DIRECTION | Could you render the lines below as a two-column CSV with the headers text and answer, giving each text and its answer one row, each value in a single quoted field with its line breaks turned into spaces, and leaving out the pictures?

BEGIN SUPPLIED MATERIAL

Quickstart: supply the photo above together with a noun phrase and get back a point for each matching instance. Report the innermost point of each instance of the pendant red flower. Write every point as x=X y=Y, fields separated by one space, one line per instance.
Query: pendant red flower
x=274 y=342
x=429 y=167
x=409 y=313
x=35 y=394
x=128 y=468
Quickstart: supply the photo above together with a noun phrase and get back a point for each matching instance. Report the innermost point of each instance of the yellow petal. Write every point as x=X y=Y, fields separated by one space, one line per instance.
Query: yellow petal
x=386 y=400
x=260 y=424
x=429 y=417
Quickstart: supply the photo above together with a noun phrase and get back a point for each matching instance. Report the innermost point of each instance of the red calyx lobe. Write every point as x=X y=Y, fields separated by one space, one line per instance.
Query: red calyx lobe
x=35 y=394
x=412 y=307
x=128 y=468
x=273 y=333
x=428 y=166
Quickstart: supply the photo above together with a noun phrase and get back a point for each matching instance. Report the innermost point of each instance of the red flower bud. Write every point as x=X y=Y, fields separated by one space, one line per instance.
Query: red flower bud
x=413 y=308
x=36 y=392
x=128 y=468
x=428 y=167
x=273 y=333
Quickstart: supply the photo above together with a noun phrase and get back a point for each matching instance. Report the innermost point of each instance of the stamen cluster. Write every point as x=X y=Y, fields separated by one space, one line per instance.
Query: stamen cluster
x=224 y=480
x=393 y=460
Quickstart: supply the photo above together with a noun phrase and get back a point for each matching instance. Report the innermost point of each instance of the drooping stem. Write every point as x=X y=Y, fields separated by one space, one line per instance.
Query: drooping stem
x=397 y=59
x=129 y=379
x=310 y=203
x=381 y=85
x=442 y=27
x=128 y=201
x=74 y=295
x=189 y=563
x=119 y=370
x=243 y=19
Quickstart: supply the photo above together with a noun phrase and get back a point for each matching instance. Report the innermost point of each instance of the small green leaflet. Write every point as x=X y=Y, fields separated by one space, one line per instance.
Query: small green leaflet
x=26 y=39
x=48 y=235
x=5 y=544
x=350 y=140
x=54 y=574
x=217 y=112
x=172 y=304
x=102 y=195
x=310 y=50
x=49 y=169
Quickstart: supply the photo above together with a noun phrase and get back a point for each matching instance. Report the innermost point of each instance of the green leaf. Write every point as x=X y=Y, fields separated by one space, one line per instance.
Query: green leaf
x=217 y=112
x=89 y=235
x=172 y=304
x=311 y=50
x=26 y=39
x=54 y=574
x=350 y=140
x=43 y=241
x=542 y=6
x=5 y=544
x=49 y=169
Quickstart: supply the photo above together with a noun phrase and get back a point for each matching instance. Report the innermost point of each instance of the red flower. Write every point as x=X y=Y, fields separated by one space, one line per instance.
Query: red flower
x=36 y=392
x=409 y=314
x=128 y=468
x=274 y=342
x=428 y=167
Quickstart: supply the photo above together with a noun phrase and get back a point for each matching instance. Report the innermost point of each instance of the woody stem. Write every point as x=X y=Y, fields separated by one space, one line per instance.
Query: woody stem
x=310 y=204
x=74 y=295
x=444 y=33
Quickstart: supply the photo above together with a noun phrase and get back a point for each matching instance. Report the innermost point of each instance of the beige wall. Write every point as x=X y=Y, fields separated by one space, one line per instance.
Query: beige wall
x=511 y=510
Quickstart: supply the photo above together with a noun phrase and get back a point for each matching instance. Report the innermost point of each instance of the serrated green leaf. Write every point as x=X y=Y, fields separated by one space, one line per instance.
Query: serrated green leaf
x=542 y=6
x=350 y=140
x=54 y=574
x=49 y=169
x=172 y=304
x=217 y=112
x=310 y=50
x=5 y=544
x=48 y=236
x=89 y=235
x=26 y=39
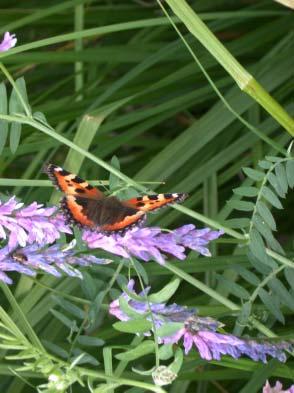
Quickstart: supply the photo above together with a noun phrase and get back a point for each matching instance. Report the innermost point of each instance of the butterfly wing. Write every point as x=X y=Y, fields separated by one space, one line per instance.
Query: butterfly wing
x=70 y=183
x=150 y=203
x=106 y=215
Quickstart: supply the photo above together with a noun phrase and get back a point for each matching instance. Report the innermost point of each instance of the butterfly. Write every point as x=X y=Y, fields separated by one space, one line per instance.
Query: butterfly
x=87 y=207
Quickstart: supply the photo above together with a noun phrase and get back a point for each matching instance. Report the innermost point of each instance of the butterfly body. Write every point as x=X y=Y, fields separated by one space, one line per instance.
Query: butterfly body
x=88 y=207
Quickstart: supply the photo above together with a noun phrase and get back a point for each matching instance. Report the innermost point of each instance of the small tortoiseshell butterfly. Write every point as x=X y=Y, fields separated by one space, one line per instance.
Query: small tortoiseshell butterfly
x=88 y=207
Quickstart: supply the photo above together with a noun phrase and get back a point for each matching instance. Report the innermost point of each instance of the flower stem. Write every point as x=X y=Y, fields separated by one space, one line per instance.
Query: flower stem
x=244 y=80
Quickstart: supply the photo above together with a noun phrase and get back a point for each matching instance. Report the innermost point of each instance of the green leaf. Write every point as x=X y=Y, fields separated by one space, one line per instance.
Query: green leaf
x=246 y=191
x=273 y=180
x=15 y=133
x=234 y=288
x=128 y=310
x=289 y=275
x=21 y=85
x=247 y=275
x=254 y=174
x=90 y=341
x=114 y=181
x=282 y=177
x=244 y=314
x=39 y=116
x=56 y=349
x=266 y=215
x=241 y=205
x=106 y=388
x=82 y=357
x=284 y=296
x=256 y=246
x=166 y=292
x=145 y=348
x=271 y=197
x=169 y=329
x=238 y=222
x=133 y=326
x=3 y=110
x=70 y=307
x=265 y=267
x=72 y=325
x=166 y=351
x=290 y=172
x=271 y=304
x=262 y=228
x=88 y=286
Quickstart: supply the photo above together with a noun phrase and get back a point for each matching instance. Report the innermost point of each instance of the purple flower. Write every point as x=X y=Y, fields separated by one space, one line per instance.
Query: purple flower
x=30 y=224
x=8 y=42
x=161 y=313
x=211 y=345
x=198 y=331
x=150 y=243
x=277 y=388
x=52 y=260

END SUPPLIED MATERIAL

EXPECTED ANSWER |
text,answer
"Quickstart: supply the photo above together with a noun phrase and get back a point for each matching instance. Report the innermost point of each instance of the pendant red flower. Write every point as x=X y=Y, fields separated by one space, one line per instance. Query: pendant red flower","x=274 y=342 x=429 y=167 x=409 y=313 x=35 y=394 x=128 y=468"
"Quickstart: supply the photo above together with a noun phrase and get back a point for each matching instance. Report the innermost point of each instance of the yellow petal. Write every point as x=X y=Y, fields separated by one space, one line per instance. Query: yellow petal","x=386 y=400 x=260 y=424 x=429 y=417"
"Quickstart: supply the photo above together with a noun phrase and get back a point for each matching instance. Report the innermost point of each instance of the red calyx lobe. Write every point as x=X y=Y, fields separated by one space, one line per instance. Query: red calyx lobe","x=35 y=394 x=412 y=307 x=128 y=468 x=273 y=333 x=428 y=166"
"Quickstart: supply the photo above together with a noun phrase and get back a point for each matching instance. Report the innermost point of each instance of the red flower bud. Write every point as x=X y=Y, fields separated by one space, one line per instance. Query: red flower bud","x=413 y=308 x=36 y=392 x=128 y=468 x=428 y=167 x=273 y=333"
"Quickstart: supply the photo above together with a noun phrase and get back a point for each matching instance. Report the innermost point of each instance of the stamen cluster. Write every point as x=X y=Y, fields separated by one space, one line per instance. Query: stamen cluster","x=224 y=480 x=393 y=460"
"Quickstart: supply the photo above together with a noun phrase and get back a point for each matching instance. Report the innermost point of each instance of the drooping stem. Write every point as x=X y=Y, fields separated by one space, one line per instance. Query: drooping stem","x=397 y=59 x=129 y=379 x=310 y=203 x=381 y=85 x=442 y=27 x=128 y=201 x=74 y=295 x=189 y=563 x=119 y=370 x=243 y=19"
"Quickstart: supply the photo above together with a noun phrase and get back a point for each matching instance. Report the innermost point of each instance of the small green leaflet. Write every point as x=X y=Y, fields separated by one space, one line per instance. Query: small green leaflet","x=26 y=39 x=48 y=235 x=5 y=544 x=350 y=140 x=54 y=574 x=217 y=112 x=172 y=304 x=102 y=195 x=310 y=50 x=49 y=169"
"Quickstart: supply the photo above together with a noun phrase and get back a point for each matching instance. Report the innermost point of each instance of the green leaf. Write every point as x=X y=Y, fields separated by one space, one line per instance. Query: green leaf","x=217 y=112 x=89 y=235 x=172 y=304 x=311 y=50 x=26 y=39 x=54 y=574 x=350 y=140 x=43 y=241 x=542 y=6 x=5 y=544 x=49 y=169"
"Quickstart: supply the photo above together with a noun phrase and get back a point for each matching instance. Report the innermost point of each instance of the red flower. Write every point as x=X y=Y, fields separated by one space, one line per instance. Query: red flower","x=36 y=392 x=409 y=314 x=128 y=468 x=274 y=342 x=428 y=167"
"Quickstart: supply the photo above together with a noun phrase and get back a point for each matching instance. Report the innermost point of each instance of the woody stem. Write every point as x=X y=Y, fields separated by one space, one line per instance. Query: woody stem","x=310 y=204 x=74 y=295 x=444 y=33"
"Quickstart: supply the photo above together with a noun phrase and get back a point for each matching instance. Report the innermost point of each instance of the beige wall. Write every point as x=X y=Y, fields separated by one space, one line per instance. Query: beige wall","x=511 y=510"
"Quickstart: supply the photo above together with a noun phrase and get back a point for each matching instance. Report the innermost point of each instance of the serrated green leaf. Write every point as x=X y=Y, fields separated by one space, one line per instance. Query: serrated green leaf","x=542 y=6 x=350 y=140 x=54 y=574 x=49 y=169 x=172 y=304 x=217 y=112 x=310 y=50 x=5 y=544 x=48 y=236 x=89 y=235 x=26 y=39"
"Quickstart: supply the photo above together with a noun phrase and get back a point for each matching instance. Report the innermost point of each instance of the butterfly wing. Write every point as x=X y=Y, fields separated by one space, one line per instance. Query: butterfly wing","x=70 y=183 x=150 y=203 x=106 y=215"
"Quickstart: supply the photo above together with a noun phrase and get back a point for each matching instance. Report the innermost point of each instance of the butterfly. Write every point as x=X y=Y, fields separated by one space, one line per instance. Query: butterfly","x=87 y=207"
"Quickstart: supply the photo above together with a noun phrase and get back a point for each matching instance. Report the innermost point of each instance of the butterfly body. Write every point as x=X y=Y, fields separated by one space, one line per instance. Query: butterfly body","x=88 y=207"
"Quickstart: supply the photo above together with a noun phrase and get back a point for each matching instance. Report the innermost point of each instance of the small tortoiseshell butterfly. Write every point as x=X y=Y, fields separated by one space, one line per instance. Query: small tortoiseshell butterfly","x=88 y=207"
"Quickstart: supply the photo above together with a noun phrase and get back a point for each matching instance. Report the innermost point of each instance of the flower stem. Write every point as x=X y=Y, fields separated by one space, one line per instance. Query: flower stem","x=244 y=80"
"Quickstart: supply the photo above together with a noun phrase and get back a point for each matching instance. Report the innermost point of each instance of the green leaf. Write every point as x=X y=Y, fields separated by one space, one line per instance. Query: green leaf","x=246 y=191 x=273 y=180 x=15 y=133 x=234 y=288 x=128 y=310 x=289 y=275 x=21 y=85 x=247 y=275 x=254 y=174 x=90 y=341 x=114 y=181 x=282 y=177 x=244 y=314 x=39 y=116 x=56 y=349 x=266 y=215 x=241 y=205 x=106 y=388 x=82 y=357 x=284 y=296 x=256 y=246 x=166 y=292 x=145 y=348 x=271 y=197 x=169 y=329 x=238 y=222 x=133 y=326 x=3 y=110 x=70 y=307 x=265 y=267 x=72 y=325 x=166 y=351 x=290 y=172 x=271 y=304 x=262 y=228 x=88 y=286"
"Quickstart: supply the photo above together with a noun phrase and get back a point for each matching instance. Report the innermost point of each instance of the purple flower. Write every point as x=X y=Y, fields separated by one space, one line per instance. Query: purple flower","x=30 y=224 x=8 y=42 x=161 y=313 x=211 y=345 x=198 y=331 x=150 y=243 x=277 y=388 x=52 y=260"